======== Records for this exercise ========

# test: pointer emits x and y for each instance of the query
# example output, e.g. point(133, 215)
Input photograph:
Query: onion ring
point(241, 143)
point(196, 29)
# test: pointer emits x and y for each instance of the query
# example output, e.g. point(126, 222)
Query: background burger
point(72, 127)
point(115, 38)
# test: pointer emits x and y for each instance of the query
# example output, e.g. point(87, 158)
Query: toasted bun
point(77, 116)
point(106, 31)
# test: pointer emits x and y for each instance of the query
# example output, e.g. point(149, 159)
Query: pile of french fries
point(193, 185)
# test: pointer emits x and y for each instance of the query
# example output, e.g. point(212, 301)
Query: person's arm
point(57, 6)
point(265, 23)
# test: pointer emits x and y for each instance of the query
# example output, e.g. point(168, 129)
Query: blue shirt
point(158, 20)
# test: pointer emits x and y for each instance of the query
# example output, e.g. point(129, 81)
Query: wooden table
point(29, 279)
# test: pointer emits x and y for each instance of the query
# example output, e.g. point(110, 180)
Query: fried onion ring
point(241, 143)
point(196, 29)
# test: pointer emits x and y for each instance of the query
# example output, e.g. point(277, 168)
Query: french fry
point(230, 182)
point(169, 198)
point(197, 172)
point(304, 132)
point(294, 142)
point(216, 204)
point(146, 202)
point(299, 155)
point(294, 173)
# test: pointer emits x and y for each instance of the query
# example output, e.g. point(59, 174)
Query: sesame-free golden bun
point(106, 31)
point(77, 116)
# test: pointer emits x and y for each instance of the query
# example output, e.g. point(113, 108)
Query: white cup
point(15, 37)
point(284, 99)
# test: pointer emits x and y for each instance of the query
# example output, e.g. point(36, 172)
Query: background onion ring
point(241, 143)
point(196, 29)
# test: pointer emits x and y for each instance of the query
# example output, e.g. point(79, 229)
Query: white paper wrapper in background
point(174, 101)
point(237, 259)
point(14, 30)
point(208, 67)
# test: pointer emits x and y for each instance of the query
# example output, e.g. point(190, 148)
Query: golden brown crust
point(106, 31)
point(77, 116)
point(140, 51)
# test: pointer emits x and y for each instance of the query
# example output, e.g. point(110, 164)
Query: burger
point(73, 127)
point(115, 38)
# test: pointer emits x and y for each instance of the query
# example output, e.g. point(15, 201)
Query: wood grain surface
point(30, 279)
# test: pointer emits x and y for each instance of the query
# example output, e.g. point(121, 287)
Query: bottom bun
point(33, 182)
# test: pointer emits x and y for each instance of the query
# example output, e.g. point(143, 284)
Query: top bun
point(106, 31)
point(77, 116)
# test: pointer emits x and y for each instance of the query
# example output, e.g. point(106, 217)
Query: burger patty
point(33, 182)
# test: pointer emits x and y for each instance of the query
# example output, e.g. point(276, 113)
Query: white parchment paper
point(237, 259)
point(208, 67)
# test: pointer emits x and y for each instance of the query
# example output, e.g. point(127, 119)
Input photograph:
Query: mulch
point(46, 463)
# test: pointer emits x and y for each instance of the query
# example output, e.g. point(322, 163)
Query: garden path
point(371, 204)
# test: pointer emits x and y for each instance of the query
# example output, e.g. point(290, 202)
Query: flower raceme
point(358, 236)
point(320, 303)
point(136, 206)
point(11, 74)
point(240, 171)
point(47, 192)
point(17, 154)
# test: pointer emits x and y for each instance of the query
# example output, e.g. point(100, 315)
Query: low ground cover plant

========

--- Aim ---
Repeat the data in its entirety, character for character.

--- Task response ---
# test: pointer emits x and y for each instance of the query
# example output, e.g. point(133, 215)
Input photograph:
Query: onion ring
point(241, 143)
point(196, 29)
# test: pointer emits x and y for each instance of the query
# example output, e.g. point(126, 222)
Query: background burger
point(72, 127)
point(115, 38)
# test: pointer emits x and y for each instance of the query
# example output, e.g. point(87, 158)
Query: toasted bun
point(77, 116)
point(106, 31)
# test: pointer emits x and y for each instance of the query
# example output, e.g. point(149, 159)
Query: pile of french fries
point(193, 185)
# test: pointer emits x and y for each instance of the query
# example output, e.g. point(212, 301)
Query: person's arm
point(57, 6)
point(265, 23)
# test: pointer emits x and y for each instance of the query
# example output, e.g. point(168, 129)
Query: blue shirt
point(158, 20)
# test: pointer emits x and y for each instance of the query
# example output, e.g. point(129, 81)
Query: wooden table
point(29, 279)
# test: pointer emits x and y for each instance of the query
# example output, e.g. point(110, 180)
Query: fried onion ring
point(241, 143)
point(196, 29)
# test: pointer emits x and y for each instance of the query
# example output, e.g. point(277, 168)
Query: french fry
point(230, 182)
point(169, 198)
point(197, 172)
point(304, 132)
point(294, 142)
point(216, 204)
point(146, 202)
point(299, 155)
point(294, 173)
# test: pointer emits x and y for each instance of the query
# example output, e.g. point(59, 174)
Query: sesame-free golden bun
point(106, 31)
point(77, 116)
# test: pointer emits x and y for each instance of the query
# example output, e.g. point(113, 108)
Query: white cup
point(15, 37)
point(284, 99)
# test: pointer emits x and y for each instance of the query
# example output, e.g. point(36, 172)
Query: background onion ring
point(241, 143)
point(196, 29)
# test: pointer emits x and y for each instance of the query
# example output, e.g. point(79, 229)
Query: white paper wrapper in background
point(174, 101)
point(237, 259)
point(14, 30)
point(208, 67)
# test: pointer emits x and y for each instance of the query
# example output, e.g. point(190, 148)
Query: golden brown crust
point(106, 31)
point(77, 116)
point(140, 51)
# test: pointer emits x and y for each instance of the query
# example output, e.g. point(110, 164)
Query: burger
point(73, 127)
point(115, 38)
# test: pointer emits x and y for each instance of the query
# example output, e.g. point(15, 201)
Query: wood grain surface
point(30, 279)
# test: pointer emits x and y for each instance of the query
# example output, e.g. point(121, 287)
Query: bottom bun
point(33, 182)
# test: pointer emits x and y for each instance of the query
# example output, e.g. point(143, 284)
Query: top bun
point(106, 31)
point(77, 116)
# test: pointer emits x and y for each instance of the query
# example output, e.g. point(106, 217)
Query: burger patty
point(33, 182)
# test: pointer emits x and y for each instance of the query
# example output, e.g. point(276, 113)
Query: white parchment paper
point(237, 259)
point(208, 67)
# test: pointer emits x and y for each instance of the query
# example output, e.g. point(127, 119)
Input photograph:
Query: mulch
point(46, 463)
# test: pointer emits x and y for each instance of the query
# example output, e.g. point(322, 163)
Query: garden path
point(371, 204)
# test: pointer emits x and y for each instance of the query
# example output, e.g. point(290, 202)
Query: flower raceme
point(358, 236)
point(320, 303)
point(136, 206)
point(11, 74)
point(240, 171)
point(47, 192)
point(17, 154)
# test: pointer emits x and y for each instance of the query
# example output, e.g. point(100, 315)
Query: low ground cover plant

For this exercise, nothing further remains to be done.